= Supplied data =

____

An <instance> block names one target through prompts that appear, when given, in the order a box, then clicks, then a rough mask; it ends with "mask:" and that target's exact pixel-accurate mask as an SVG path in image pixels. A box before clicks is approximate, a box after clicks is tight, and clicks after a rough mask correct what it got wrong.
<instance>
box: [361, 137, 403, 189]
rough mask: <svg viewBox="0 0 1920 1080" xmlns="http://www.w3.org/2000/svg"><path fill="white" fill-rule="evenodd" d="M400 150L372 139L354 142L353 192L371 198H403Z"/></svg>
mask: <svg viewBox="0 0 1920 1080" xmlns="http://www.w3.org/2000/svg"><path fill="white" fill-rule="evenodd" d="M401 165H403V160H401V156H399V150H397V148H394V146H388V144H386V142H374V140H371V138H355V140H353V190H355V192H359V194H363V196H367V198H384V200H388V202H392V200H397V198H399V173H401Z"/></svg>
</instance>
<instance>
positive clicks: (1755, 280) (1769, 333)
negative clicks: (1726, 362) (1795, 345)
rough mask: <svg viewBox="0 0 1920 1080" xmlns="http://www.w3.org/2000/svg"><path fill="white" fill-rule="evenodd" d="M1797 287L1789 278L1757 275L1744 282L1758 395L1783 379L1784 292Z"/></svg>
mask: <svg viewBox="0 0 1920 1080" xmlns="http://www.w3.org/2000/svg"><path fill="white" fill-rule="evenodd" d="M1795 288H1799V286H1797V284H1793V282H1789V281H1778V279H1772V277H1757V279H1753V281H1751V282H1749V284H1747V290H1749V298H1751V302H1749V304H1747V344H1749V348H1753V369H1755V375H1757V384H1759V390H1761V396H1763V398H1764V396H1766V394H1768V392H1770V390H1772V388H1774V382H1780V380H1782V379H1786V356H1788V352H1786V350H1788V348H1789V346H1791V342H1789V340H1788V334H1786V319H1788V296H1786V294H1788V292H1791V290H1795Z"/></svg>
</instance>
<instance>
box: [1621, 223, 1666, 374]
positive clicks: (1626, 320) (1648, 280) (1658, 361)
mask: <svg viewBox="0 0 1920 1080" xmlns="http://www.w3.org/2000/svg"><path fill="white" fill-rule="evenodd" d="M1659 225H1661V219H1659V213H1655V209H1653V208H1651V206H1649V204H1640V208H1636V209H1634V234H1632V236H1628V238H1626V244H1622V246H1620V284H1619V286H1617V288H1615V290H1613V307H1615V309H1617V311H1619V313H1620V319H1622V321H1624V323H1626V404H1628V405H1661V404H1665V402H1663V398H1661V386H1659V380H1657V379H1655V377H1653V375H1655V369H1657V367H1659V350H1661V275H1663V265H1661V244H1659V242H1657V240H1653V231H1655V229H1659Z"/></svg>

____

Retype the listing exactly.

An <instance> block names one target through prompts that appear, when given, in the order a box, then clicks, then a rough mask; it ends with "mask:" and that target's exact pixel-accurate mask as an SVG path in image pixels. A box before clicks is approximate, a box after clicks is tight, and clicks after a rough mask correct what it got wrong.
<instance>
box: [361, 137, 403, 189]
rough mask: <svg viewBox="0 0 1920 1080" xmlns="http://www.w3.org/2000/svg"><path fill="white" fill-rule="evenodd" d="M400 150L372 139L354 142L353 192L371 198H403Z"/></svg>
mask: <svg viewBox="0 0 1920 1080" xmlns="http://www.w3.org/2000/svg"><path fill="white" fill-rule="evenodd" d="M401 165H403V160H401V156H399V150H397V148H394V146H388V144H386V142H374V140H371V138H355V140H353V190H355V192H359V194H363V196H367V198H384V200H388V202H392V200H397V198H399V173H401Z"/></svg>
</instance>
<instance>
positive clicks: (1755, 280) (1769, 333)
negative clicks: (1726, 362) (1795, 345)
rough mask: <svg viewBox="0 0 1920 1080" xmlns="http://www.w3.org/2000/svg"><path fill="white" fill-rule="evenodd" d="M1797 287L1789 278L1757 275L1744 282L1758 395L1783 379L1784 292Z"/></svg>
mask: <svg viewBox="0 0 1920 1080" xmlns="http://www.w3.org/2000/svg"><path fill="white" fill-rule="evenodd" d="M1795 288H1799V286H1797V284H1793V282H1789V281H1778V279H1772V277H1757V279H1753V281H1751V282H1749V284H1747V290H1749V298H1751V302H1749V304H1747V344H1749V348H1753V369H1755V375H1757V384H1759V390H1761V396H1763V398H1764V396H1766V394H1768V392H1770V390H1772V388H1774V382H1780V380H1782V379H1786V356H1788V352H1786V350H1788V348H1789V346H1791V342H1789V340H1788V334H1786V319H1788V296H1786V294H1788V292H1791V290H1795Z"/></svg>
</instance>
<instance>
box: [1621, 223, 1666, 374]
positive clicks: (1626, 320) (1648, 280) (1658, 361)
mask: <svg viewBox="0 0 1920 1080" xmlns="http://www.w3.org/2000/svg"><path fill="white" fill-rule="evenodd" d="M1659 225H1661V219H1659V213H1655V209H1653V208H1651V206H1649V204H1640V208H1636V209H1634V234H1632V236H1628V238H1626V244H1622V246H1620V284H1619V286H1617V288H1615V290H1613V307H1615V309H1617V311H1619V313H1620V319H1622V321H1624V323H1626V404H1628V405H1661V404H1665V402H1663V398H1661V386H1659V380H1657V379H1655V377H1653V375H1655V369H1657V367H1659V350H1661V275H1663V265H1661V244H1659V242H1657V240H1653V231H1655V229H1659Z"/></svg>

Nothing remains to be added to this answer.